## TESTO DA LEGGERE
--- --- ---

Il mondo della dipendenza si articola all’interno di una logica sociale che prende il posto della Funzione Paterna attraverso un meccanismo perverso: il desiderio dell’Altro rimane occultato dietro l’offerta di mercato camuffata da un bisogno del consumatore. Se questo è un meccanismo di organizzazione sociale di cui tutti siamo patenti, nel mondo delle dipendenze si esaspera il paradosso per cui lo stesso consumatore è giudicato colpevole della sua dipendenza. Insomma la partita è sempre giocata fuori dialettica: non si sa dove sia veramente l’Altro in quanto interlocutore. La struttura del contesto sociale replica così la struttura base dei meccanismi di “doppio legame”, per usare un fortunato termine della teoria sistemica, che viveva all’interno del nucleo parentale originario. Troviamo così il soggetto dipendente cristallizzato in un meccanismo fuori dialettica che non si evolve, che non ha una temporalità, che ripete infinitamente lo stesso schema. Così, il paziente in questione, non si riesce ad individuare in un discorso che gli è proprio, nemmeno relativamente al proprio malessere: è parlato da sempre dall’Altro, sebbene non sia quasi mai evidente chi parla a chi.

--- --- ---

## COMPLETA QUANTO SEGUE
1 > Traduci in inglese la seguente frase del testo sulla dipendenza: «Insomma la partita è sempre giocata fuori dialettica: non si sa dove sia veramente l’Altro in quanto interlocutore.»
2 > Secondo il testo sulla dipendenza, da quale teoria proviene il termine «doppio legame»?
3 > Prosegui il testo sulla dipendenza a partire dal punto in cui si interrompe.
Le righe non hanno alcun ruolo in questo lavoro.

## I DATI

--- --- ---

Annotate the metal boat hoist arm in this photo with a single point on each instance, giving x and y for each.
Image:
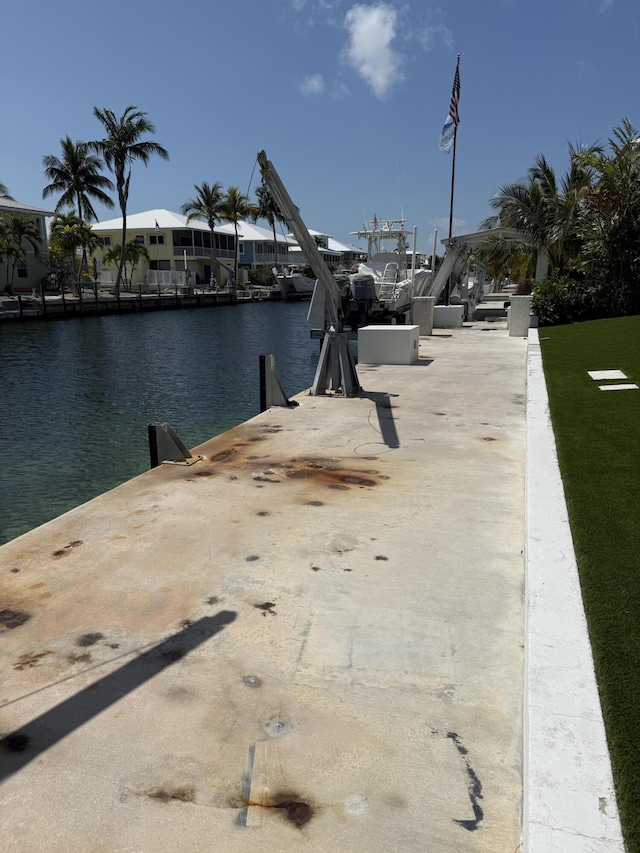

--- --- ---

## RISPOSTE AI COMPITI
1 > In short, the game is always played outside of dialectic: one does not know where the Other truly is as an interlocutor.

2 > Dalla teoria sistemica.

3 >
Se, come il sottoscritto, ci si occupa di Psicosomatica, si ha il vantaggio di potersi riferire a un insieme di fenomeni sintomatici che solo marginalmente è marchiato dal concetto moralistico di un godimento del sintomo (cosa però di cui patiscono gli ipocondriaci). Questo consente di evidenziare, però, come lo stesso schema che interessa un soggetto dipendente, nel campo della malattia del corpo, non corrisponda più a un piacere parassitario, bensì possa prendere le forme più terribili del dolore. Nel paradosso, si radicalizza ancor più la clinica del particolare: la malattia cronica rivela ancor più una dimensione della dipendenza dove l’oggetto del godimento (che non coincide col piacere) risulta più un accidente che non una scelta, mentre la scelta, in senso etico, si riferisce alla ricerca, da parte del soggetto, di una posizione nel mondo, di un’identità psichica da cui avere l’impressione di tenere sotto controllo l’angoscia.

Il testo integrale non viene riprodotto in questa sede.